▸ Supplied data:
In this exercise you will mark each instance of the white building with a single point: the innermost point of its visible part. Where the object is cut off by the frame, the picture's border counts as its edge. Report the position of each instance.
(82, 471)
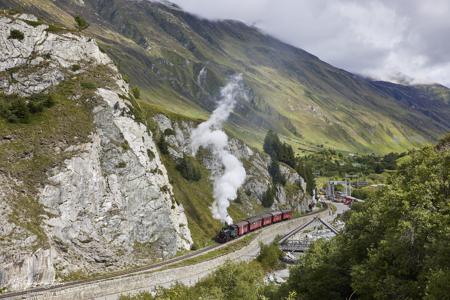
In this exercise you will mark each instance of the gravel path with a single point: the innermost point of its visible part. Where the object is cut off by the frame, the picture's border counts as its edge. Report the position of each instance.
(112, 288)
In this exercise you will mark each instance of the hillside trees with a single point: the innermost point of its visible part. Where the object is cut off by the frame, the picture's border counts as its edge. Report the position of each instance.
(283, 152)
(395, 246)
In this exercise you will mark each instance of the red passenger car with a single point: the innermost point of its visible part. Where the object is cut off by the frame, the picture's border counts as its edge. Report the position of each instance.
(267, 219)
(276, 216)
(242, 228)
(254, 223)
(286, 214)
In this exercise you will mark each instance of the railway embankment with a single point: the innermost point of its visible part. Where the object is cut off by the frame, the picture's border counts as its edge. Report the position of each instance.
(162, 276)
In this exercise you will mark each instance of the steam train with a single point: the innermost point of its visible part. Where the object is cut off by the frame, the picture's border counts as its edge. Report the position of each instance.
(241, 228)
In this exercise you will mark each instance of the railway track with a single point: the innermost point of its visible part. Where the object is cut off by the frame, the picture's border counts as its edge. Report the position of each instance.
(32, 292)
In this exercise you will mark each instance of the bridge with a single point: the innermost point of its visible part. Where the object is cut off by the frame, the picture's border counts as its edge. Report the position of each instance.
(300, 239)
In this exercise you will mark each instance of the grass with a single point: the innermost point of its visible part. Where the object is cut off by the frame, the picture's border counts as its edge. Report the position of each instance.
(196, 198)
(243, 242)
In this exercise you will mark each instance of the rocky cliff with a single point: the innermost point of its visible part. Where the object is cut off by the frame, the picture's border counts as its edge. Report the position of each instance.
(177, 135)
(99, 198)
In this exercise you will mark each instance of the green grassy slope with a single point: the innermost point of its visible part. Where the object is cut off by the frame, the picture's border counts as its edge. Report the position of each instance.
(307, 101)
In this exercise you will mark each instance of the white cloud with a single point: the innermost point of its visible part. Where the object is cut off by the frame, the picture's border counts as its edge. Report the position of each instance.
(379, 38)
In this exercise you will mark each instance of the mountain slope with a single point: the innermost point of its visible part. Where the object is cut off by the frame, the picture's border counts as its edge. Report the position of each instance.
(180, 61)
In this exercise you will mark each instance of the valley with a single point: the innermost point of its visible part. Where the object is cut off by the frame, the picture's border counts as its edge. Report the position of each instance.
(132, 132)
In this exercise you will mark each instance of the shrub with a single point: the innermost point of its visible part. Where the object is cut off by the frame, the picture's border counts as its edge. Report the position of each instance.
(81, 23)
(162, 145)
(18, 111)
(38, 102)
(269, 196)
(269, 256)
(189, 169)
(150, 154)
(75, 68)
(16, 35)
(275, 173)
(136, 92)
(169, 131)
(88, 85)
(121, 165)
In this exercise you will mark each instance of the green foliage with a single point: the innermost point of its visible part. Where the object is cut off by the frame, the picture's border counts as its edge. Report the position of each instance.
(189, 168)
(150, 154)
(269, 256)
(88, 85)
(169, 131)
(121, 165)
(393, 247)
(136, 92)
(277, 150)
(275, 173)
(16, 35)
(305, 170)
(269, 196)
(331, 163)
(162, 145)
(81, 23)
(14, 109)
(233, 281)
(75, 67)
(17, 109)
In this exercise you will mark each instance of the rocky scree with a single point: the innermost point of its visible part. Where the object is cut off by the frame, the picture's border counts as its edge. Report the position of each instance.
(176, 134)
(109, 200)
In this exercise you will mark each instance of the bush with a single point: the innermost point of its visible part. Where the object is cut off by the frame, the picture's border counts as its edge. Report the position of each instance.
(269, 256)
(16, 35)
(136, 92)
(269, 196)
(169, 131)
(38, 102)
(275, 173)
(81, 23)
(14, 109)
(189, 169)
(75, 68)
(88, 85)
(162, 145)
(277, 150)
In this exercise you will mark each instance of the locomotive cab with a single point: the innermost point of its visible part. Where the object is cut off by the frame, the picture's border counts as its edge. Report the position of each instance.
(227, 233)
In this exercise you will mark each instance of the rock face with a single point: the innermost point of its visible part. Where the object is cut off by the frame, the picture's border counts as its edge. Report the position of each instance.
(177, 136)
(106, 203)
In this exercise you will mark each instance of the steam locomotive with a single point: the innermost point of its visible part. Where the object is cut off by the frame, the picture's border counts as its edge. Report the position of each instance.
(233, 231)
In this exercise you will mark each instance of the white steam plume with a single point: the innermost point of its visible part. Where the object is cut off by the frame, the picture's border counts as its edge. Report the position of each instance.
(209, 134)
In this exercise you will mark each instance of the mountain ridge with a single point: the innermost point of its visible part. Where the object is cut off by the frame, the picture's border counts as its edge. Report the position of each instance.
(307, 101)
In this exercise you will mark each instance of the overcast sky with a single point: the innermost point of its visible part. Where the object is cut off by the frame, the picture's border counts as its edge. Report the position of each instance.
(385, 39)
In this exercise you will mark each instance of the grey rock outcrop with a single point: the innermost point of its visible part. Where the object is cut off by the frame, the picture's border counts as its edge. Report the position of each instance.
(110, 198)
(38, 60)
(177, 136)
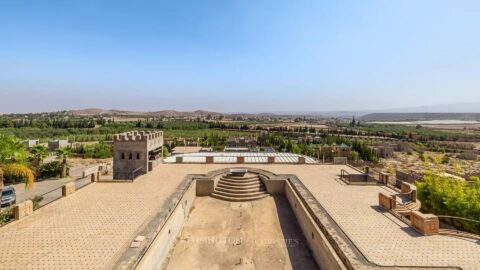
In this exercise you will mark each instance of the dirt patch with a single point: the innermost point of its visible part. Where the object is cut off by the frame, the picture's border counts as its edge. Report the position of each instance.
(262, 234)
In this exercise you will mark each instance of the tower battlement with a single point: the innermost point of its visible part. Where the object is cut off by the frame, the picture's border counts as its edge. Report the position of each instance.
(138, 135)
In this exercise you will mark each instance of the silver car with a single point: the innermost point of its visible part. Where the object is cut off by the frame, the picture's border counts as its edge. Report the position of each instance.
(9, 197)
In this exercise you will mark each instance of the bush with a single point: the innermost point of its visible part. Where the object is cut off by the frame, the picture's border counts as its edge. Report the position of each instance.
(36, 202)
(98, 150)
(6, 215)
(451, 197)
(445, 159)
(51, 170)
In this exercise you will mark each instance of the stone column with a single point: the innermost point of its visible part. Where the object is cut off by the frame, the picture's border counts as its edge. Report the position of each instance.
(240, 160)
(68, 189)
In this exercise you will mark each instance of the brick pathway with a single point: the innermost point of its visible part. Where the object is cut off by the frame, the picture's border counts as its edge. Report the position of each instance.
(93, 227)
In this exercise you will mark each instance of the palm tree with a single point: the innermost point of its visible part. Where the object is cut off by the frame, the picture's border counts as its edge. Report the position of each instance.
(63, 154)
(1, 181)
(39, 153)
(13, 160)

▸ Problem to solve:
Word for word, quote the lines from the line containing "In this exercise you will mark each instance of the tower" through the end of the material, both included, and nothing else.

▸ Full answer:
In this exercise you will mark each instance of the tower battlement with a single point: the innermost point of its visible part. Where the object is cut off by the frame, the picture's border counts as its edge. Report the position of each instance.
(138, 135)
In this exercise you will mark each instance of the silver car with a single point: the innermost point of its visible part. Where the object is cut off by the frame, the picture's border counts as its edge. Report the position of each instance.
(9, 197)
In this exercise you will mark each instance of the bush with a single point: the innermost point of its visible part. Where the object is cut off by the frame, the picture's border counts as its edge. Report the position of each instance.
(36, 202)
(98, 150)
(6, 215)
(451, 197)
(445, 159)
(51, 170)
In this exercise you will mark each instance of the stone column with a single point: the innermost point of its visible part. Where the object is cut off by the frame, the picture's border counts as its edge. Report the position of each instance.
(240, 160)
(68, 189)
In this exercise you will mark each instance of the brick pathway with a single point: the innermost point of its visible part. Where the object is cut off by the frame, the picture's border counts as its edge. Report the position of each instance.
(93, 227)
In this exercise you will mark each instance of the palm tree with a single point: the innermost point of its visible part. Where the object is cut off by the frame, the picture's border counts as its edge. Report the position of each instance.
(63, 154)
(1, 181)
(39, 153)
(13, 160)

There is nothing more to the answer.